> Action item: Copy each entry as it stands, leaving nothing out.

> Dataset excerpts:
"""

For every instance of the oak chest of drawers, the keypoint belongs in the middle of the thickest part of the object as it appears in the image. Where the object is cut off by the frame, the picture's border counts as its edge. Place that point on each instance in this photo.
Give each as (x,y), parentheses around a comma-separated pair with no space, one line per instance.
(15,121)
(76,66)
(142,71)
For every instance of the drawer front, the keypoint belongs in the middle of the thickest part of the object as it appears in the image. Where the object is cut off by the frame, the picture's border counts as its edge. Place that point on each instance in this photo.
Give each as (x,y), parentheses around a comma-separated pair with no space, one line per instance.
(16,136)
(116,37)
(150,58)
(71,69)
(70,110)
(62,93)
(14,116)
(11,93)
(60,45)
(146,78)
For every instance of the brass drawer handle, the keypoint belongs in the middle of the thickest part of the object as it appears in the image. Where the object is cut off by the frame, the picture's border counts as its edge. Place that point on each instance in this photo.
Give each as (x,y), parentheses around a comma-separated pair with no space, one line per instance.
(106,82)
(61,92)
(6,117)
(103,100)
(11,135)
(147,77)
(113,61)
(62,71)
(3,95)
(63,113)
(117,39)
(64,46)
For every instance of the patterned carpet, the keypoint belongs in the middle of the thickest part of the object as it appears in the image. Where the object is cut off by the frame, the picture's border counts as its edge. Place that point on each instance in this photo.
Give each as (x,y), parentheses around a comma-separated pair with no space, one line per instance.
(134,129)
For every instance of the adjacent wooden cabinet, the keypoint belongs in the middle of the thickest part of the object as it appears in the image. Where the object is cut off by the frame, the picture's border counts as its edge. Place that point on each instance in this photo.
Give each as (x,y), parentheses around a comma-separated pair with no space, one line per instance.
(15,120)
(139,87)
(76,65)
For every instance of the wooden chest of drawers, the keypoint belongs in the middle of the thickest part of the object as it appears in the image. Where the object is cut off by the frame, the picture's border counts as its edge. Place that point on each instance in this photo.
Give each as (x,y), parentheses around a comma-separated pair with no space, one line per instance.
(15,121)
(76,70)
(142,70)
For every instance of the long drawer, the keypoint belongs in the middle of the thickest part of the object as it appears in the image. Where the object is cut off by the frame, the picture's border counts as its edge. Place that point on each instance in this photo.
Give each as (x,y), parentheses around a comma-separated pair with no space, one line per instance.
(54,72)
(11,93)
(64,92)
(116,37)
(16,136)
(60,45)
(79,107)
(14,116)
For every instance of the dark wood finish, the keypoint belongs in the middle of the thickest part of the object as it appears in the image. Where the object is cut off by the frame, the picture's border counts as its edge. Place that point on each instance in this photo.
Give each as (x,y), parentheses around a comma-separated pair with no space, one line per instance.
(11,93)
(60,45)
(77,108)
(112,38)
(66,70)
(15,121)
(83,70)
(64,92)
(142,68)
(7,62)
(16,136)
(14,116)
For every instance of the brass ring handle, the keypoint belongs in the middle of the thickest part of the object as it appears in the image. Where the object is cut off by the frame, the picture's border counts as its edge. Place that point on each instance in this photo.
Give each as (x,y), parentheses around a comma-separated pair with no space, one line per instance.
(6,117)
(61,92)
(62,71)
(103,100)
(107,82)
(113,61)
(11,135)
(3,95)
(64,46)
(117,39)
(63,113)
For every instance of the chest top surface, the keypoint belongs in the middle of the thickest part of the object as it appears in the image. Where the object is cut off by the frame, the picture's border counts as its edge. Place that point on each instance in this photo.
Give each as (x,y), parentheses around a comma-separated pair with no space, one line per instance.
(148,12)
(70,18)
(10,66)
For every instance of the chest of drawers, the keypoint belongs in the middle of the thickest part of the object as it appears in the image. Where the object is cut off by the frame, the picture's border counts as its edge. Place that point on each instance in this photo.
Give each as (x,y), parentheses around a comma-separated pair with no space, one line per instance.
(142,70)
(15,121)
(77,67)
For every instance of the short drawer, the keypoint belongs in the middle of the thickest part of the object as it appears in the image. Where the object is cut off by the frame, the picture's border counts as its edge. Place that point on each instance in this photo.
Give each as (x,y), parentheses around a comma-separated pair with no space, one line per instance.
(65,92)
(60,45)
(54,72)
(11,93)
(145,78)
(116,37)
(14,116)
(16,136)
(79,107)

"""

> Solution below:
For every instance of the oak chest of drawers, the keypoint belongs in the middle of the thickest part of the object as it appears in the image. Where the object is cut off by the frame, the picture's border counts as its edge. Place that point on each instance in this photo.
Give each as (x,y), parentheses around a comma-separated pair with no space, one line per instance.
(15,121)
(76,66)
(142,71)
For every instance of the drawer front, the keypoint belongs in the middle of the thickest part of the object as it appears in the image. Where the object is cut off by the frame, the picture's border counts as its edge. Place that point on each instance in this photo.
Give each as (x,y), parentheses around a comma-separated pair with no space, one line per instance.
(16,136)
(116,37)
(150,58)
(71,69)
(70,110)
(62,93)
(14,116)
(11,93)
(60,45)
(146,78)
For every instance of the brass drawer handle, the keypoint belongs in the middle of the thickest part of the object as it appears in the image. Where the object is cut off by the frame, the picture's border counts as its edge. Place that point on each instance in this photo.
Give each as (x,y), parentheses around a comma-separated pair with no space, one line per instance.
(106,82)
(61,92)
(6,117)
(103,100)
(11,135)
(147,77)
(113,61)
(62,71)
(3,95)
(63,113)
(117,39)
(64,46)
For every instance of the patterned carpet, the keypoint belongs in the middle of the thickest part of the object as it appears in the image. Where the object is cut off by the frame, the picture's border counts as its edge. Place that point on each instance in this photo.
Give each as (x,y), parentheses around a comma-separated pair with no space, one line per instance.
(134,129)
For every instance of the adjacent wooden cabinet, the keypoint belongs in the middle of the thickest part of the object as it appears in the image. Where the object is cut off by the frame, the picture's border counts as its edge. Place that point on each instance in this photo.
Give each as (x,y), parentheses around a comma-separated pair with no space, one line per instance.
(15,120)
(139,87)
(76,65)
For every instance of the wooden chest of drawers, the keypoint belongs in the middle of the thickest part of the object as it appears in the image. Where the object is cut off by the frame, the picture's border counts as its edge. Place that point on each instance in this photo.
Give each as (x,y), parentheses around a comma-separated pair with no space, one line per instance.
(15,121)
(76,70)
(142,70)
For every instance of the long drawer, the keypoint belongs in the middle of the thickest part of the object as it appears in the image. Where the object is cut off by the frame, the picture's border counts as its edge. Place that point on each instance in this photo.
Give each as (x,y), parentheses around a comma-separated pair with no space, one line per instance.
(54,72)
(11,93)
(64,92)
(116,37)
(16,136)
(60,45)
(79,107)
(14,116)
For every instance of the dark wood finish, the keypoint belongs in the middle of the thickest part of the object as it appears in the image. Where the object is cut off by the frame, the picture's border counts as its edge. Place that point on each instance in this photo.
Give each as (x,y), parentheses around a comma-separated pair with no space, one line per instance.
(11,93)
(60,45)
(77,108)
(112,38)
(66,70)
(15,121)
(83,70)
(64,92)
(142,68)
(7,62)
(16,136)
(14,116)
For every instance of the brass ring handle, the keypoint belongs in the middle of the thickest part of the object as it appears in the image. Where the object is cut off by the frame, the picture's border counts as its edge. Place that point on each instance in this photo.
Give each as (x,y), parentheses around a comma-separated pair with no space, one line per instance.
(6,117)
(61,92)
(62,71)
(103,100)
(107,82)
(113,61)
(11,135)
(3,95)
(64,46)
(117,39)
(63,113)
For every instance of the chest top surface, the keypoint belongs in the middle of the thickest part of the object as it appears in the image. Where the object is cut off by the frame, the picture's border counts as its edge. Place that point on each instance in this photo.
Give each as (x,y), parentheses around a comma-separated pair with no space, one line per instance.
(148,12)
(70,18)
(10,66)
For every instance of the chest of drawers, the keypoint belongs in the middle of the thickest part of the object as it appears in the image. Where the object is cut off by the frame, the picture's border counts as its edge. Place that point on each instance in this photo.
Give each as (x,y), parentheses around a comma-separated pair with no space, one line per instance.
(142,70)
(15,121)
(77,67)
For every instance of the short drawer, the keypoint belongs in the middle of the thickest part of the object as it appears in the image. Where the object is cut off by the frame, the picture's border counts as its edge. Place that point on each instance in this photo.
Give each as (x,y), parentheses around a comma-separated pair with no space, one line per instance.
(65,92)
(60,45)
(54,72)
(11,93)
(145,78)
(116,37)
(14,116)
(16,136)
(79,107)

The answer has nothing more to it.